* start Text extract *
Looking at that is quite daunting, actually. It seems I have a long way to go. I define the singularity as the complete artificial abstraction of these things. Or any kind of full, all encompassing understanding of these things. I once had a theory that the universe was a multi dimensional fractal, and that if we found the formula, we could theoretically know anything. Limited only by the time it takes us to learn and comprehend. I imagined a formula using the variables x, y, z, time and d. Imagine the universe has a center. All of these variables, if we are to use integers to represent them, are the smallest possible units that the universe is capable of. Imagine a ring around the center of the universe, with a near-infinite number of points. The radius of this ring is the same unit of measurement as the variables. The smallest possible. Now imagine a ring that surrounds that one, with the same number of points, this number is constant. The distance between this ring and the next is again, the smallest distance possible. This goes on until the edge of the universe, and as it goes on, the universe is greater still. The points on the circles are selected with x. The circles themselves are selected with y. This pattern is rotated by z, creating a series of spheres. By selecting any combination of these variables, we are given a fixed point in space. Time is our distance, in units of the smallest possible unit of time, from the beginning of the universe, and finally, the throw a curveball, if we want to support the multiverse theory, d gives us the number between zero and infinity that represents the dimension of the universe that we're talking about. Given these values, the formula would return the value, probably a one or an zero, of the space at that given point at that given time in that given dimension. Using this, we could construct an accurate simulation of anywhere, and any time in the universe, past, future, present, or other-worldly.

So. Let's get started. We need to understand the next step. The understanding step. If an understanding is a representation of a set of information, then how much information do we need to construct an artificial understanding. I guess the lowest level of this is knowing that it exists. That it is a thing in the world. If it can be seen, what does it look like? If it can be heard, what does it sound like? Etc. The next most important thing is probably a practical knowledge of the thing. What is it used for? How do we use it, and how does it work? After that, I think we need to know how it compares to other things. If there are a line of identical objects, but one is green, and the rest are blue, then one is a green object, and the rest are object. We need to know what sets it aside, what makes it different to the rest.

What we've outlined here are the basic three components that are required to accurately convey an understanding of what something is. To teach, in other words.

  • Objective
  • Practical
  • Comparative

Let's say that objective is a list of value-based properties: colour, size, weight, etc. Practical is a set of instructions for each of it's uses, as well as the limitations and restrictions of using each. Finally, the comparative requires the first two sets of information, and compares them to the first to two sets of everything else. It needs to find things close enough to be considered similar, but different enough to not be considered the same thing. So we need a list of those things, along with its difference from each.
* end Text extract *
* start Stored data *
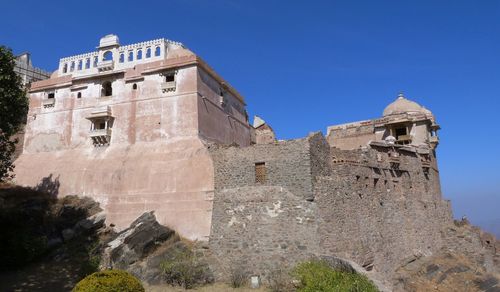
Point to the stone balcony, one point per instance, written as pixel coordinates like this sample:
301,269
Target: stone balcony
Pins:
* end Stored data *
**Tasks for this exercise:**
[A] Say whether each statement below agrees with the passage on artificial understanding. Answer yes or no, and quote the words from the passage that decide it.
(i) The points on the circles are selected with y.
(ii) The lowest level of understanding something is knowing that it exists.
(iii) The comparative component requires the first two sets of information.
[B] Go on with the passage on artificial understanding, picking up after its final sentence.

**Responses per task:**
[A]
(i) No: "The points on the circles are selected with x."
(ii) Yes: "I guess the lowest level of this is knowing that it exists."
(iii) Yes: "the comparative requires the first two sets of information"

[B]
An explanation of something can be given, therefore, in 3 paragraphs. A list of sentences that give the trivial properties of the thing, a list of its practical applications, and their requirements, limitations, and restrictions; and then finally, a list of its alternatives, and it's differentiations from them.

A Cake

A cake's shape is commonly round, but also can commonly be square or rectangular in shape. A cake is commonly sweet, and created as a dessert or for a celebration. There are many types of cake, ranging in flavour, colour, size, and shape.

One can make a cake, as long as one has the necessary ingredients and the utilities required. The amount of cake one can make is restricted by the amount of ingredients one has, and the limitations of the utilities used. One can eat a cake. One generally requires eating utensils, but this is optional. One can only eat so much cake, based on one's appetite, and willingness to eat the cake.

Cake is one of a range of desserts including pies, tarts, icecreams, and confectionery. cake stands out from these as it has a sponge-like texture, although cake can be used as an ingredient within other desserts. Cake is one of many celebratory traditions, amongst parties, champagne and other alcoholic beverages, cigarettes and cigars, and gifts. Cake stands out from these as it can be eaten, and is often done so alongside enjoying the other celebrations. Cake is a type of food, and has a nutritional value. Compared to other foods, cake is generally high in sugar, and therefore considered unhealthy.

Why did I just read that?

That was a 3-part description of my understanding of cake. There were a lot of things omitted, and algorithms that utilize this set of theories will have to index these by importance, and create sentences until each paragraph reaches a desired length.

Okay. We're Sentient. Now What?

Theoretically, with enough information in the right format, our AI now knows everything there is to know about everything. Not just what things are, but how to use them, and what using them does. How to pick the best thing for the job. This is where the reality layer kicks in. The reality layer is not like the other layers we've attempted to understand so far. It's more of a way to expand what we have. Because once we have sentience, we, by default, have a concept of reality, but our ability to change that reality lies within the abilities of the entity we embody. For example, place this AI inside a program that types, and it will be able to follow the instructions for writing, say, and essay. As long as it has the specified requirements, it can do anything, as long as it knows how.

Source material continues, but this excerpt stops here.